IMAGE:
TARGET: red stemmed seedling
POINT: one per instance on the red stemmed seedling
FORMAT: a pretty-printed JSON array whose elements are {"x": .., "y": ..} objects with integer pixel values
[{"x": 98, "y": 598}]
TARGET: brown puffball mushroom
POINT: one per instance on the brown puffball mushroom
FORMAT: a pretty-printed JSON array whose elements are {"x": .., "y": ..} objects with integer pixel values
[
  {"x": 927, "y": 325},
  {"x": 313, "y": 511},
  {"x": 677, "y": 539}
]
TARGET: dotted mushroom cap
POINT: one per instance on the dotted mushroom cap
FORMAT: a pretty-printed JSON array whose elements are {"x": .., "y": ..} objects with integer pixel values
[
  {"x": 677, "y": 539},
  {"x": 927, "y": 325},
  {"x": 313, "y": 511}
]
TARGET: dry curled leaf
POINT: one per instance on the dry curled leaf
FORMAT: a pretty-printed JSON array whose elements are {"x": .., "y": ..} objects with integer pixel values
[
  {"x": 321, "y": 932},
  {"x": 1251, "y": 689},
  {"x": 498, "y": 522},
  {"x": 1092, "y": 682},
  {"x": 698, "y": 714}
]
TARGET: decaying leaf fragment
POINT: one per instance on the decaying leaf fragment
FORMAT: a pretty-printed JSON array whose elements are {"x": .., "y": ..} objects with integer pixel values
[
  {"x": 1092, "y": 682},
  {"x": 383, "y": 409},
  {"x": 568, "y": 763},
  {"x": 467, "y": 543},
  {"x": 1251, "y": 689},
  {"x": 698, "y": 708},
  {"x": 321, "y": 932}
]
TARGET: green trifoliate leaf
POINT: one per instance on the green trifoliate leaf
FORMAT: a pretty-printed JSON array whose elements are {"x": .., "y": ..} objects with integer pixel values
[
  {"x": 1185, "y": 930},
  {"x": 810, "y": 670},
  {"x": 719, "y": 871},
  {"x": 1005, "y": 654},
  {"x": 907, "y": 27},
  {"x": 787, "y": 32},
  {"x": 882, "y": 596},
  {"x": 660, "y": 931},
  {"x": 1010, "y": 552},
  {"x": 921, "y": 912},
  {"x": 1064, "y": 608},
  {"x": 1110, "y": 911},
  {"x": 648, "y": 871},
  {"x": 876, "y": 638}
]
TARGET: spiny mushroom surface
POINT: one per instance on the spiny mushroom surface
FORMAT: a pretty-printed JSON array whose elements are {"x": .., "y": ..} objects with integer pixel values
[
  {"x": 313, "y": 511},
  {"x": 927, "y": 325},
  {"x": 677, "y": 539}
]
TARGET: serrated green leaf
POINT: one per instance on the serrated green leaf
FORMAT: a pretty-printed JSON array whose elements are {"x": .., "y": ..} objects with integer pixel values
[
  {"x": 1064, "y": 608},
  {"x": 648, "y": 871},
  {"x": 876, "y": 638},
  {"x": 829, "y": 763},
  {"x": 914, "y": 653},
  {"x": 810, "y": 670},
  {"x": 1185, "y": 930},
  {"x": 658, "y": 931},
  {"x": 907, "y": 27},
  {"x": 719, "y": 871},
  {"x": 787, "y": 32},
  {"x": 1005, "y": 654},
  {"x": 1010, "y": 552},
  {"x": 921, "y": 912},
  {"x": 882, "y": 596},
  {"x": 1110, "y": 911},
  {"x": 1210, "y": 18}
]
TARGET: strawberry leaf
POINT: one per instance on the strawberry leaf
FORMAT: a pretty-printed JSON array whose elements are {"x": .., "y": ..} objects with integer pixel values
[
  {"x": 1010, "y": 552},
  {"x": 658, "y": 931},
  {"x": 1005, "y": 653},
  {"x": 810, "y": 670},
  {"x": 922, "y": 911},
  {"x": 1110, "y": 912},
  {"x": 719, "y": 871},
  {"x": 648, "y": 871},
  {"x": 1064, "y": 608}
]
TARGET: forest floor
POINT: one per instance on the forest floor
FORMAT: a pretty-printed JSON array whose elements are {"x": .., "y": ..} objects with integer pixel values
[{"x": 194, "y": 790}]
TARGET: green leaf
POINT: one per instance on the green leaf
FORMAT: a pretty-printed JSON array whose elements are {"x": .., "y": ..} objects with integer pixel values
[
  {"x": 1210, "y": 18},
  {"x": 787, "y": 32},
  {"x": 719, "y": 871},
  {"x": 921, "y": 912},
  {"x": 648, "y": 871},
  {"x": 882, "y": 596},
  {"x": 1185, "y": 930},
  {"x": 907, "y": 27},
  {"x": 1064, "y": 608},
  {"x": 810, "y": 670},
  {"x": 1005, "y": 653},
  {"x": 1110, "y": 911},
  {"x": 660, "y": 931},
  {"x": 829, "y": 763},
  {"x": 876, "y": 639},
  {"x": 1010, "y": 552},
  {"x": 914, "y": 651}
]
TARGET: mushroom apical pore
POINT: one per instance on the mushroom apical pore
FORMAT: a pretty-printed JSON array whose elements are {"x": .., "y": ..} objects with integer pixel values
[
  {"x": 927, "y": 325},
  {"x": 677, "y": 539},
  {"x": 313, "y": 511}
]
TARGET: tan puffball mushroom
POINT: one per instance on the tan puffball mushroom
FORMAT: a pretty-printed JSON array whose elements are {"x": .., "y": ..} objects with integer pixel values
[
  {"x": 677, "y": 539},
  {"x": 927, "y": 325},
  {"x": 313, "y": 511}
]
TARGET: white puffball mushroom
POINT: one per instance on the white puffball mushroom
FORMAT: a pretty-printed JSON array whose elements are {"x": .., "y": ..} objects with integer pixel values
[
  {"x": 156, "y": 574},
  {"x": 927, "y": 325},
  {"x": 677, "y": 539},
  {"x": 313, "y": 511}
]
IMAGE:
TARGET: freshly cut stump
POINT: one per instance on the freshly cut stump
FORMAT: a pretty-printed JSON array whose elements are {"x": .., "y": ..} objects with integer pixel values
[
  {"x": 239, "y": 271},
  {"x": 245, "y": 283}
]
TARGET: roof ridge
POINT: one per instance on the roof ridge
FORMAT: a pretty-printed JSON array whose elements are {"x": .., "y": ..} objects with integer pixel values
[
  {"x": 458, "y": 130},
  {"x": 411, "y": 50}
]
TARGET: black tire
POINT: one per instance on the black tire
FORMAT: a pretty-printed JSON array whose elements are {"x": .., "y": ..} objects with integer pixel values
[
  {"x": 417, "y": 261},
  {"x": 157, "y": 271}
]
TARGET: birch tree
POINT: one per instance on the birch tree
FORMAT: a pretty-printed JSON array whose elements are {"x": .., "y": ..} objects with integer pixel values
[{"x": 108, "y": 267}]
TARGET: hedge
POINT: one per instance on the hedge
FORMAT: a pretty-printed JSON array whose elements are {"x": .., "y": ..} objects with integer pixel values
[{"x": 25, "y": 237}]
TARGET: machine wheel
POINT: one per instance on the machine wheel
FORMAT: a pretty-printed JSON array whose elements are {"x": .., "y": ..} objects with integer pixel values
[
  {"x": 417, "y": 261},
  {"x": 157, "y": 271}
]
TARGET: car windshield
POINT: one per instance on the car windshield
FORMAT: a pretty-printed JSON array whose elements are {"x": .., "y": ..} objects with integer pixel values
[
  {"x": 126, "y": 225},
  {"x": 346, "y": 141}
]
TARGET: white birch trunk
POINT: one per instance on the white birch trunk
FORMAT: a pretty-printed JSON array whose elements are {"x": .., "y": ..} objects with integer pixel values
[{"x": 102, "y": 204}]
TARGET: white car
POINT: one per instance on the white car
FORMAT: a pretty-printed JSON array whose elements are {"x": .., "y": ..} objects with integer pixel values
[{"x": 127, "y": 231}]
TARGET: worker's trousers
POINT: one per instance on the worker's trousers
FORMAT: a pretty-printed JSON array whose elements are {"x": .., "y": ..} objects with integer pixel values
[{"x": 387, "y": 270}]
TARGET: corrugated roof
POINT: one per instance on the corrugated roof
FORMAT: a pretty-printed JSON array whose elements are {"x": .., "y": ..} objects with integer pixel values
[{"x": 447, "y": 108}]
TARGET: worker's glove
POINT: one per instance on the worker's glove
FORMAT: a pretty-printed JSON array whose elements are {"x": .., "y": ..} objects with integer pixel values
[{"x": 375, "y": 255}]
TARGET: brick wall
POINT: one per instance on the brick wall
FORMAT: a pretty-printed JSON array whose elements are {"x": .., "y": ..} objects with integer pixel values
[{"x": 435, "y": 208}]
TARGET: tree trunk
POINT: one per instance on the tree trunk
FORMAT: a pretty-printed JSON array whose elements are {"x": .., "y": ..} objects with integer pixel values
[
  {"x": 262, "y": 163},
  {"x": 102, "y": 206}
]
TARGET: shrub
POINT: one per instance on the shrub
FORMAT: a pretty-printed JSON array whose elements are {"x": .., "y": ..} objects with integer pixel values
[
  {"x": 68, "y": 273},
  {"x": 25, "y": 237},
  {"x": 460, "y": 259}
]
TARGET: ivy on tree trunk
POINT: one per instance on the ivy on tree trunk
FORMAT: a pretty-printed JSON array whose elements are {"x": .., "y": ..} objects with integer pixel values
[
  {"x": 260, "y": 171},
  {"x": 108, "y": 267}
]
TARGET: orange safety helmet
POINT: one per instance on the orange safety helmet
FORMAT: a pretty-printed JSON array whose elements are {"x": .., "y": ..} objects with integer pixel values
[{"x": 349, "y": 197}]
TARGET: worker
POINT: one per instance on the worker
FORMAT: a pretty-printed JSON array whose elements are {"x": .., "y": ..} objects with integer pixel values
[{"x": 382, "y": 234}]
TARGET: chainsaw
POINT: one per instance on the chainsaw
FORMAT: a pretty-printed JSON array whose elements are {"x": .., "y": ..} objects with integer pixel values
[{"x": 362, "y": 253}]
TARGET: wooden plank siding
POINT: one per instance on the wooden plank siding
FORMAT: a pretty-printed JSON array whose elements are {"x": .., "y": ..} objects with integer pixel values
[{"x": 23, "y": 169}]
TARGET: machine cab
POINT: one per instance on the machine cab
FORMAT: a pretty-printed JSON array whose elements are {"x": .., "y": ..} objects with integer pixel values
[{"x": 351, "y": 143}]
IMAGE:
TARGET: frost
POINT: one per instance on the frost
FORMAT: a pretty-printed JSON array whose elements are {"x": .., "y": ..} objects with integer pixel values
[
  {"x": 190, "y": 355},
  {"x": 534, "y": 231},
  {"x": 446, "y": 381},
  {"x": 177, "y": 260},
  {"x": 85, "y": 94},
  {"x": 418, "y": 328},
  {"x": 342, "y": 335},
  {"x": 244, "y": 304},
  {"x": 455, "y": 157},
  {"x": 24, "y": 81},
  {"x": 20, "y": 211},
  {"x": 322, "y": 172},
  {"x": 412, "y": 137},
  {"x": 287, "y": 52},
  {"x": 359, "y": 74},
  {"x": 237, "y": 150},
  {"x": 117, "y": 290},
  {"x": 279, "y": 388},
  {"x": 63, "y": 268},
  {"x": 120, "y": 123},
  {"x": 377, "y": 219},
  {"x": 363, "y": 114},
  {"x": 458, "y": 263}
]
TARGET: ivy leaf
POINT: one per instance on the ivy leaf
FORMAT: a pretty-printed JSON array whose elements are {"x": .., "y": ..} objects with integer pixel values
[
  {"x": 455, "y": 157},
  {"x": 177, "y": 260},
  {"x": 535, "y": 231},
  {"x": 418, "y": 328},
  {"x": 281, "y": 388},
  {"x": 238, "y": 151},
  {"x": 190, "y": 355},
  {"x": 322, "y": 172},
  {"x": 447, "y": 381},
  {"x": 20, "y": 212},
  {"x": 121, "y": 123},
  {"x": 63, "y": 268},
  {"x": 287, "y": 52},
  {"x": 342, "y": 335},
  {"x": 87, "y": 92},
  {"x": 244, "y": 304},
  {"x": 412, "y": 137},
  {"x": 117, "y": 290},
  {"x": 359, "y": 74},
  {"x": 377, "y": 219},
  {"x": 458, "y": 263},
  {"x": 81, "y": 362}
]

•••••

> _AIM OF THE EXERCISE_
Would you copy out exactly the lines above that start at the one containing "POINT: one per instance on the corrugated" and end at the one containing "POINT: one per instance on the tree trunk", inclusive?

> _PROBLEM SOLUTION_
POINT: one per instance on the corrugated roof
FORMAT: a pretty-printed JSON array whose elements are {"x": .., "y": ..} objects with integer pixel values
[{"x": 447, "y": 108}]
TARGET: worker's glove
POINT: one per instance on the worker's glove
FORMAT: a pretty-printed JSON array whose elements are {"x": .., "y": ..} objects with integer pixel values
[{"x": 375, "y": 255}]
TARGET: brick wall
POINT: one per instance on the brick wall
FORMAT: a pretty-printed JSON array whose elements are {"x": .., "y": ..} objects with integer pixel values
[{"x": 435, "y": 208}]
TARGET: tree trunk
POINT: one per instance on the tree trunk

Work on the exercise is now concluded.